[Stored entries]
-- Opening Marker --

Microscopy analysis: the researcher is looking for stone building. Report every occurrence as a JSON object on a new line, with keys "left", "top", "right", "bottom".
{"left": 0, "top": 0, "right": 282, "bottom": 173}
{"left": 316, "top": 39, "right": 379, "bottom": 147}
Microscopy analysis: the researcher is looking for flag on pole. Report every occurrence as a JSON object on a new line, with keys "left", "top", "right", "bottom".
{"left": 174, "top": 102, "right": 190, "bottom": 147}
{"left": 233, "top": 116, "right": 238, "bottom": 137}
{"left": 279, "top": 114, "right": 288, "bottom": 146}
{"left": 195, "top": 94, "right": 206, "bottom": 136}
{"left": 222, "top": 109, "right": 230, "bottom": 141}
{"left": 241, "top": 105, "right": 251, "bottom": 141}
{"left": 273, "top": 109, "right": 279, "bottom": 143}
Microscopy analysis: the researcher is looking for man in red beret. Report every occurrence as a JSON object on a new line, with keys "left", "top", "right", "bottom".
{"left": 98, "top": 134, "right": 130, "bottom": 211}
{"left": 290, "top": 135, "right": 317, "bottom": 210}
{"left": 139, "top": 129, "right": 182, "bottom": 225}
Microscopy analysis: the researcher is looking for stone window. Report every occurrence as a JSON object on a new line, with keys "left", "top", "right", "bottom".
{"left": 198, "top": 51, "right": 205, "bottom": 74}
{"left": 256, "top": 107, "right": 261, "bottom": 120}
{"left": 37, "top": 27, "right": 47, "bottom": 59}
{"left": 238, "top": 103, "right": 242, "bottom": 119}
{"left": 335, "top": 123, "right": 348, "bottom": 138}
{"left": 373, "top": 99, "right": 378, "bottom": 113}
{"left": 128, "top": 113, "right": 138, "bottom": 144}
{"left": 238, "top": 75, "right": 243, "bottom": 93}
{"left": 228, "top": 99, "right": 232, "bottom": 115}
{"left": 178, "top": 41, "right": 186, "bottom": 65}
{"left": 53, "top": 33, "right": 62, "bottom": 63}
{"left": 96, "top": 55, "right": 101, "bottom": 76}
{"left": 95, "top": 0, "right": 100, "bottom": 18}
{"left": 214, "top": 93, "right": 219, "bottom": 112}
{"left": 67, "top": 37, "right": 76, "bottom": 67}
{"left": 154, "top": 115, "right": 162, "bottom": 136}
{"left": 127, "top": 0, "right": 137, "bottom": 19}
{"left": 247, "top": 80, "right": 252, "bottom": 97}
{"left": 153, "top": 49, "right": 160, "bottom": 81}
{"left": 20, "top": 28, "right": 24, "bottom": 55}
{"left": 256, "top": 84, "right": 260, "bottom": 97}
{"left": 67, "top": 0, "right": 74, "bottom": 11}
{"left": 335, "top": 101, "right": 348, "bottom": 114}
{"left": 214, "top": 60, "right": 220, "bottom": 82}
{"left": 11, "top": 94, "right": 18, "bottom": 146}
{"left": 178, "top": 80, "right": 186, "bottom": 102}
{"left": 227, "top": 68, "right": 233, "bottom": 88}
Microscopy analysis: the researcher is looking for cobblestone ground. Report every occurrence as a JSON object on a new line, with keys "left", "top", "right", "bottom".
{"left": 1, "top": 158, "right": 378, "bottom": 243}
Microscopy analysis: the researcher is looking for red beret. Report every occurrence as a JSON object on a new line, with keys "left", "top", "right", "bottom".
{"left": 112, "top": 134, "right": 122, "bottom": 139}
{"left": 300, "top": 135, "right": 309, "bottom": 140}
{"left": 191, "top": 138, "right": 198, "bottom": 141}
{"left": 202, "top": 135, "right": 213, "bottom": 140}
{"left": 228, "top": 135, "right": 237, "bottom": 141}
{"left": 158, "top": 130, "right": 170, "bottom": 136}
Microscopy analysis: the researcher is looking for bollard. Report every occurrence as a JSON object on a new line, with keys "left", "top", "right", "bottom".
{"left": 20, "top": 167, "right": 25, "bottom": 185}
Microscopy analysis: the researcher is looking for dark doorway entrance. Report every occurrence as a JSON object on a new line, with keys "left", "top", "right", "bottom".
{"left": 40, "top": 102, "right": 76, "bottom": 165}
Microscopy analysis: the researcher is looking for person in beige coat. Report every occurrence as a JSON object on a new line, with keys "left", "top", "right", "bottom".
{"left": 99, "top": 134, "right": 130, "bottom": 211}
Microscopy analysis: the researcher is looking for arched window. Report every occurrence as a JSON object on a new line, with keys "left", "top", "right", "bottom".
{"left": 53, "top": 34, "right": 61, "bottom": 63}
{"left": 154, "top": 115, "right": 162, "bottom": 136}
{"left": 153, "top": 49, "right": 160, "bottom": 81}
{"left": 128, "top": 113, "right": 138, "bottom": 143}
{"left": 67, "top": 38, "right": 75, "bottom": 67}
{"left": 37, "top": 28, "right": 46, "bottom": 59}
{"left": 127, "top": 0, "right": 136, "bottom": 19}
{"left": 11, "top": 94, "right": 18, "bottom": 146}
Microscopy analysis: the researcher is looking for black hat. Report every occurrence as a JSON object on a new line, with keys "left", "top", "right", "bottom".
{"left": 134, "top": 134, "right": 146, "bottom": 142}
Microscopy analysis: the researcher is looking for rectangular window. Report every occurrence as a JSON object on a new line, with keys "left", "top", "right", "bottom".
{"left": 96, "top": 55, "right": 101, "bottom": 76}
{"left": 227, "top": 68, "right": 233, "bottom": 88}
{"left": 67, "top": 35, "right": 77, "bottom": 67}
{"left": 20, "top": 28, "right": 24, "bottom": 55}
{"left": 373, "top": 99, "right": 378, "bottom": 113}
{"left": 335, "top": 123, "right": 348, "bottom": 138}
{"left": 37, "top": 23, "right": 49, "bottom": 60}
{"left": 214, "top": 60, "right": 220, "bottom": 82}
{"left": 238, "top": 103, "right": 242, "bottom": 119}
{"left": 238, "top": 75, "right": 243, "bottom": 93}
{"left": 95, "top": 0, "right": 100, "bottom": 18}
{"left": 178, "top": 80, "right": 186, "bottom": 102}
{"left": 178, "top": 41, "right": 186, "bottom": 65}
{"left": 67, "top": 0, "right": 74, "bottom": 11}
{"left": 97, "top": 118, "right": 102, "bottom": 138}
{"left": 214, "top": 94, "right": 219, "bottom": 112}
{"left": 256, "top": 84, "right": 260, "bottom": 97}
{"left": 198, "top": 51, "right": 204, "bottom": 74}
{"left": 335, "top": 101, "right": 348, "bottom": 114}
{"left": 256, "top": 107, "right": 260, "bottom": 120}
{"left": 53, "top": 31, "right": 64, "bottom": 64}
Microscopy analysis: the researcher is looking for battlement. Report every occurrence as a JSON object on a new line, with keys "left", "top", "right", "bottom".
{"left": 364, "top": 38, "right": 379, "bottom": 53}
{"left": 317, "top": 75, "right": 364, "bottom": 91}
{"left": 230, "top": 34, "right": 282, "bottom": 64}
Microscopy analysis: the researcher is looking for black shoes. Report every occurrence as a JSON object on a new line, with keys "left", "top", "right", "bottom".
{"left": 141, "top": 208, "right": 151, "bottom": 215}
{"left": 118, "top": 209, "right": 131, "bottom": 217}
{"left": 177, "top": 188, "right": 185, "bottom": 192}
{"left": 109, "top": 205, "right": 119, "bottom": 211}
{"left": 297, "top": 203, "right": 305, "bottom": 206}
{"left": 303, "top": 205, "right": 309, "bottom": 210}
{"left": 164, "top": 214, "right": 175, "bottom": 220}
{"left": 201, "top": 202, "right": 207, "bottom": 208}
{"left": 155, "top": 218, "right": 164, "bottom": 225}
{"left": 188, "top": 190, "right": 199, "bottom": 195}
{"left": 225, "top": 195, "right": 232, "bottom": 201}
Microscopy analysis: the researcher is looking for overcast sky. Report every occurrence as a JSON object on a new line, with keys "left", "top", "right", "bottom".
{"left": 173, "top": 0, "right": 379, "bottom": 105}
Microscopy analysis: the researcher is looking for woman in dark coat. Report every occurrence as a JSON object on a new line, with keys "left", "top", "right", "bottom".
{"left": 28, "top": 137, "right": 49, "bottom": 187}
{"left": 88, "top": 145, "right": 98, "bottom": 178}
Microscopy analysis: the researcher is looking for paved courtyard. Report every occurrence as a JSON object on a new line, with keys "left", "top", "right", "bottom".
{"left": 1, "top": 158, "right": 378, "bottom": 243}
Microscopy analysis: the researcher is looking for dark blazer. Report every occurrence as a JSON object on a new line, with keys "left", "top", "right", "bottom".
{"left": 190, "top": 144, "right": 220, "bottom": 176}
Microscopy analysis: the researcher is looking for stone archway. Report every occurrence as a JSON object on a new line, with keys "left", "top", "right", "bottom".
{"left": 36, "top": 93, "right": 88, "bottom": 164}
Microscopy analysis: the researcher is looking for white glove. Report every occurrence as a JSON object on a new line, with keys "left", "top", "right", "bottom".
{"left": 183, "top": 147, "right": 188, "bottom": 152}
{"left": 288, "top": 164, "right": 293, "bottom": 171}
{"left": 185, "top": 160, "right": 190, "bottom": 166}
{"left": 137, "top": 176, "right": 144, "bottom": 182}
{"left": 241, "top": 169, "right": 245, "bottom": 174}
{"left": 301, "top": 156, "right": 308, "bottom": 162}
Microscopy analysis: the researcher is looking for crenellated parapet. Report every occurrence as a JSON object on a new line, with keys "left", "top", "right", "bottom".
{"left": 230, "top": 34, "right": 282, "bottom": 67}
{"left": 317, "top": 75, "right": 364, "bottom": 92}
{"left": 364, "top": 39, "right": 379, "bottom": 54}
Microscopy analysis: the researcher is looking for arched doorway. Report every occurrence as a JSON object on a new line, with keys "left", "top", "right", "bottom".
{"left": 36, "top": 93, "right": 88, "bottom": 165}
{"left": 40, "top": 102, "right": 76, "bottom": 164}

-- Closing Marker --

- [Work to complete]
Retype exactly. Start at the line with "Microscopy analysis: the researcher is looking for dark blazer." and stop at the last line of the data.

- [Exercise output]
Microscopy analysis: the researcher is looking for dark blazer. Report every occurrence as a JSON object on a new line, with keys "left", "top", "right", "bottom".
{"left": 190, "top": 144, "right": 220, "bottom": 176}
Microscopy analysis: the researcher is looking for stone archway. Report every occurrence as a JSON object on a new line, with keys "left", "top", "right", "bottom".
{"left": 36, "top": 93, "right": 88, "bottom": 164}
Microscopy analysis: the researcher is looking for white glove. Report every occurrence as a JSON object on a new line, with keys "left", "top", "right", "bottom".
{"left": 183, "top": 147, "right": 188, "bottom": 152}
{"left": 288, "top": 164, "right": 293, "bottom": 171}
{"left": 185, "top": 160, "right": 190, "bottom": 166}
{"left": 137, "top": 176, "right": 144, "bottom": 182}
{"left": 241, "top": 169, "right": 245, "bottom": 174}
{"left": 301, "top": 156, "right": 308, "bottom": 162}
Microscopy analysis: the researcher is looking for crenellated parapet. Report every occurrence as a JSON object on a new line, with keys "left", "top", "right", "bottom".
{"left": 230, "top": 34, "right": 282, "bottom": 67}
{"left": 317, "top": 75, "right": 364, "bottom": 92}
{"left": 364, "top": 39, "right": 379, "bottom": 54}
Microscopy analysis: the researcher is looking for arched doorway. Report every occurrence as a JSON object on a new line, with keys "left", "top", "right", "bottom".
{"left": 36, "top": 93, "right": 88, "bottom": 165}
{"left": 40, "top": 102, "right": 76, "bottom": 164}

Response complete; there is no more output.